Could you give back only the stretch of the material that opens with the line containing "Localize hat chin" and closes with the line containing "[0, 1, 1024, 300]", swapping "mannequin" for "dummy" and leaving everything else unchanged?

--- INFORMATION SUPPLIED ---

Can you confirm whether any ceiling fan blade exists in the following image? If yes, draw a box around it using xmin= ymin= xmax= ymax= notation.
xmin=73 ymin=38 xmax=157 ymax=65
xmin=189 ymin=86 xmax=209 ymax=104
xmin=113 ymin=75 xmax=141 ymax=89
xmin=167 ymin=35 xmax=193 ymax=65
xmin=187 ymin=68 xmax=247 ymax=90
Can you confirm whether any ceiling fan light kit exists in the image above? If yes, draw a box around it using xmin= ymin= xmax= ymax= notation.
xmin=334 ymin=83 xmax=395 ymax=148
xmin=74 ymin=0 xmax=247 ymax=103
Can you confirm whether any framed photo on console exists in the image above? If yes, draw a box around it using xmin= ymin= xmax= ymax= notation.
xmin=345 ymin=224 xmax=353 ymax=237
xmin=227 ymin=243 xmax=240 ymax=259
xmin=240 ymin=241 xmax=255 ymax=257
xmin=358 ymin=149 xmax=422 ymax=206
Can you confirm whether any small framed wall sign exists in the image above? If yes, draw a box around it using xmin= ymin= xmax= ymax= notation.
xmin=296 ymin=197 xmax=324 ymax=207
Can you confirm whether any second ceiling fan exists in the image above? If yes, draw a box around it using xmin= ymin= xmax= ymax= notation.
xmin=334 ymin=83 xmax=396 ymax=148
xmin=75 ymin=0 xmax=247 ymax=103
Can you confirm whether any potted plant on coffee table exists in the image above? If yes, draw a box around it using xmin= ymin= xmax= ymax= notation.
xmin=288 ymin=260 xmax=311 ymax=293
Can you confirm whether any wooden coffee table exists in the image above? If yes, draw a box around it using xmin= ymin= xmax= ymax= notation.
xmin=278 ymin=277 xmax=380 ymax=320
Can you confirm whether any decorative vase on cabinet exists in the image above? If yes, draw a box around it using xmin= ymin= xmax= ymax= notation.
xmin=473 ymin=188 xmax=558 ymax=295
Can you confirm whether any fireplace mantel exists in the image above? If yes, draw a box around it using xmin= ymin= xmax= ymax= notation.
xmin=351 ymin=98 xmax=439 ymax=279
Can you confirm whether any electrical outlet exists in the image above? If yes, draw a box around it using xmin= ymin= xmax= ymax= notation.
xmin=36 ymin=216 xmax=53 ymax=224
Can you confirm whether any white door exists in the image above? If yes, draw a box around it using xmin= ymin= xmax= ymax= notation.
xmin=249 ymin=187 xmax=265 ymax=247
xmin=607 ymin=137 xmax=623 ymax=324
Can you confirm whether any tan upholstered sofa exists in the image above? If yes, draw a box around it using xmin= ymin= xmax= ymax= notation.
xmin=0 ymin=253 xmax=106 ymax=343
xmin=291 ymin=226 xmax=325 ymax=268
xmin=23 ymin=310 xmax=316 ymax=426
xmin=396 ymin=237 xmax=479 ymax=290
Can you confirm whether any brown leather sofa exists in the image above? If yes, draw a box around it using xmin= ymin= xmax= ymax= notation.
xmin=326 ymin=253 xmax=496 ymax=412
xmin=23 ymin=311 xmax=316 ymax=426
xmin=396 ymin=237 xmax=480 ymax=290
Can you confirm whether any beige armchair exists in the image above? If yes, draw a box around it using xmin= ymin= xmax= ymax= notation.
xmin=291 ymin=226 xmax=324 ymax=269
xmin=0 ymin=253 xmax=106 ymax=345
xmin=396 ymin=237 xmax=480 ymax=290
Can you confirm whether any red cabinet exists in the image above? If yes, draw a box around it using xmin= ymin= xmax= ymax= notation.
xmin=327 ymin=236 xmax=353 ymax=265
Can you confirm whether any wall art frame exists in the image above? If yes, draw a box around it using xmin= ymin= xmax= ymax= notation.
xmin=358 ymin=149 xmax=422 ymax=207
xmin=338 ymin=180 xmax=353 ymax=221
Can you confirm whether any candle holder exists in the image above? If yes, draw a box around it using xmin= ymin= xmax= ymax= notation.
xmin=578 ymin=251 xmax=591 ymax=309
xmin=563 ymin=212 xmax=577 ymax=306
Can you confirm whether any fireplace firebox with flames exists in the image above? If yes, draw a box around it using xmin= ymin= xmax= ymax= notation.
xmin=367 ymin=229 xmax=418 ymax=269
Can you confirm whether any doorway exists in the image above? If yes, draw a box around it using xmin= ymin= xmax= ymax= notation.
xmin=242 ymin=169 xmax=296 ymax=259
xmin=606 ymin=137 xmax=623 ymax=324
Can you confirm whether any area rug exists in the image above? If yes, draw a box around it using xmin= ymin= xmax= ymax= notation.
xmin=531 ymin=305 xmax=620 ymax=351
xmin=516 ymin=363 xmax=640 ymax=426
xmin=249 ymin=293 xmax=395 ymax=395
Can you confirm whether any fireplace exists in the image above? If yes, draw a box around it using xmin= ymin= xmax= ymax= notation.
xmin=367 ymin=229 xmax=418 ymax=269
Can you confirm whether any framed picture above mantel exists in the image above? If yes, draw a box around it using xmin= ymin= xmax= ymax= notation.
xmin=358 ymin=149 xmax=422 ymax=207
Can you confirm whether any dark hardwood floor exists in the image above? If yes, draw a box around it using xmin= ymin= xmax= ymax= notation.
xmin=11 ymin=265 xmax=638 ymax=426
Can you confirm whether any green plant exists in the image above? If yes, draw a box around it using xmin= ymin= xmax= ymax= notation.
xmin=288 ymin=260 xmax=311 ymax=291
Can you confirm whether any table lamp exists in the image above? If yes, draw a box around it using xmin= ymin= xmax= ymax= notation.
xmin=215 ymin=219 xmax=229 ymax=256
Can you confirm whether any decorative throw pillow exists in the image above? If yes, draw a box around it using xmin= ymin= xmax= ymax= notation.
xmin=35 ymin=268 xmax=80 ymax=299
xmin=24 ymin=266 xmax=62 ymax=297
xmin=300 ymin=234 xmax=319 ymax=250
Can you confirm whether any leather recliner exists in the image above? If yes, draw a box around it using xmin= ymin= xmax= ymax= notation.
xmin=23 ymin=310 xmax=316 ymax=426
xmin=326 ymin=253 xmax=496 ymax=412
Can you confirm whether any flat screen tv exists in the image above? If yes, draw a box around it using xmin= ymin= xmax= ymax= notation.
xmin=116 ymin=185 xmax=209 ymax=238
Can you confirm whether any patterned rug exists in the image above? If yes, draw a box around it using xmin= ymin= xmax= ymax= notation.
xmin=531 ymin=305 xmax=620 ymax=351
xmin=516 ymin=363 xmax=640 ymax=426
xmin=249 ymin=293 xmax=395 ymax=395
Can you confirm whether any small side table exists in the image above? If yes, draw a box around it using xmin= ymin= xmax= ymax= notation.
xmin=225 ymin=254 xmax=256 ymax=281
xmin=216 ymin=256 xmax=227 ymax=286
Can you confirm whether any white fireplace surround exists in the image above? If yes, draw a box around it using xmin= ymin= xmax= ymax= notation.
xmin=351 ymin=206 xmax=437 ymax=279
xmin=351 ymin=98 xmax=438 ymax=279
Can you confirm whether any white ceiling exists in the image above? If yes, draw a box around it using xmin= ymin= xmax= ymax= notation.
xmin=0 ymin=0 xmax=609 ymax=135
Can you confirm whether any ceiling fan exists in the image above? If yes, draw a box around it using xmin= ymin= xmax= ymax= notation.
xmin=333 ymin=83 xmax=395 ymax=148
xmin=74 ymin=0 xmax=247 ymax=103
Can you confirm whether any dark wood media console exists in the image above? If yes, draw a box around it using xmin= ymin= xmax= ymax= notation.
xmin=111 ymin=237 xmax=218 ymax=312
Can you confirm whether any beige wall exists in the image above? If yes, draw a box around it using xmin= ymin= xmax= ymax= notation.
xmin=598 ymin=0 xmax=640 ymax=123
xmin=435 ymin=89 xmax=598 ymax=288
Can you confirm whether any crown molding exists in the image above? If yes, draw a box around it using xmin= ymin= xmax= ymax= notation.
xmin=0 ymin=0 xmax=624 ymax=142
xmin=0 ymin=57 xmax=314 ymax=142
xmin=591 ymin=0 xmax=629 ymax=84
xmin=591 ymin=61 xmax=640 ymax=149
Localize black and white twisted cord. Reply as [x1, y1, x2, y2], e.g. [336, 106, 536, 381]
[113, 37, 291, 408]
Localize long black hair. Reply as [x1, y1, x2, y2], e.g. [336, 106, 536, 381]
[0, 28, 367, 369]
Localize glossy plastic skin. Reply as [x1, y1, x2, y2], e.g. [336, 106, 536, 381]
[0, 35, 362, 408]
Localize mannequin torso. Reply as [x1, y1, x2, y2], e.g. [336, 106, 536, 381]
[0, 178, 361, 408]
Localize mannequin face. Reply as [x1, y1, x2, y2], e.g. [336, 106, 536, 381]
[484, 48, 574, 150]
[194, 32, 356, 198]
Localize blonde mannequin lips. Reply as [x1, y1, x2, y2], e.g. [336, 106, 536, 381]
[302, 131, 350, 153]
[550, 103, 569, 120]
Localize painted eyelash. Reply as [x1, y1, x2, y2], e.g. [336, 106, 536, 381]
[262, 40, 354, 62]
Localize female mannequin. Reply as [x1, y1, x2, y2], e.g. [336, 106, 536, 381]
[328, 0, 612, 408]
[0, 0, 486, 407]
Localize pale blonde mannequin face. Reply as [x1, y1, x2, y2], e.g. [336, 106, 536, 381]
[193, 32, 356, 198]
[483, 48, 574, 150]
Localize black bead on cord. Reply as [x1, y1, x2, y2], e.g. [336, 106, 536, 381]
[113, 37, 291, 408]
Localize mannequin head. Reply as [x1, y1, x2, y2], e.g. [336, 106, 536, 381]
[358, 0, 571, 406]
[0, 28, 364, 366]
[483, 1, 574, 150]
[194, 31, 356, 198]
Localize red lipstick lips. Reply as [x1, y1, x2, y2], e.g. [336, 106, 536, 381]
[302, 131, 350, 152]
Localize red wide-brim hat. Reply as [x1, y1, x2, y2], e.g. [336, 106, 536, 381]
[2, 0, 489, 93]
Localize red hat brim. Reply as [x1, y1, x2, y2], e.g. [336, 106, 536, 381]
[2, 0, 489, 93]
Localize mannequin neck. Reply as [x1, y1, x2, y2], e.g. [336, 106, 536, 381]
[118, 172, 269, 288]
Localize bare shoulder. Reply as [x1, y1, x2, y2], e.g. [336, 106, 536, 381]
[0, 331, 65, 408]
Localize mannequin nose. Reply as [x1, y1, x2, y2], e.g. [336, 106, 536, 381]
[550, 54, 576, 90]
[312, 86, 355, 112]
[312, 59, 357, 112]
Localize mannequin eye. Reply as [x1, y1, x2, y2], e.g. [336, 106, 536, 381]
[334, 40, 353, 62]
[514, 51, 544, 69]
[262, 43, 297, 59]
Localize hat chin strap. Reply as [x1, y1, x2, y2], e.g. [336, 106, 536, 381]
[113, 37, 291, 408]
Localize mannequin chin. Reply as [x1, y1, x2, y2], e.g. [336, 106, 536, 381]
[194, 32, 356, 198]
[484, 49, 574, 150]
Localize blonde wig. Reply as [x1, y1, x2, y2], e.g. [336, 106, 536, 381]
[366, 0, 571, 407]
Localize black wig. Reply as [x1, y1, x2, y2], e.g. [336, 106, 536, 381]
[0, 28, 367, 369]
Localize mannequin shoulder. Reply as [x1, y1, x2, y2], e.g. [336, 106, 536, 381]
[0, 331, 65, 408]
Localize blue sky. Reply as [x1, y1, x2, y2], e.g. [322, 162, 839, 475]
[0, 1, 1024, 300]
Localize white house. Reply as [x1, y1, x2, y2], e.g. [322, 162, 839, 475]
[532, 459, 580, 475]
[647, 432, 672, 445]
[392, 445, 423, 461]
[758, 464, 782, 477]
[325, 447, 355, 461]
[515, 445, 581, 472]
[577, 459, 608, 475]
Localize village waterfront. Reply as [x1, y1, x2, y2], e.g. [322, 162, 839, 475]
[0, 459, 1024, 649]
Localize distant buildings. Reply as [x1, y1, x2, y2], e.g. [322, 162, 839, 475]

---

## THE ANSWER
Localize hat chin strap. Reply as [x1, y1, x2, y2], e.g. [336, 106, 536, 381]
[113, 37, 291, 408]
Localize dummy chin. Reply as [x1, y1, x2, y2], e.g. [336, 106, 536, 381]
[194, 32, 356, 198]
[484, 49, 574, 150]
Localize blonde wig. Reply as [x1, y1, x2, y2], e.g. [336, 106, 536, 381]
[366, 0, 571, 407]
Localize black wig. Reply as [x1, y1, x2, y2], e.g. [336, 106, 536, 381]
[0, 28, 367, 369]
Localize dummy shoulder. Reply as [x1, y1, x2, y2], e.g. [336, 106, 536, 381]
[0, 331, 65, 408]
Localize blue sky. Reply as [x1, y1, x2, y2], e.g. [322, 162, 839, 475]
[0, 1, 1024, 300]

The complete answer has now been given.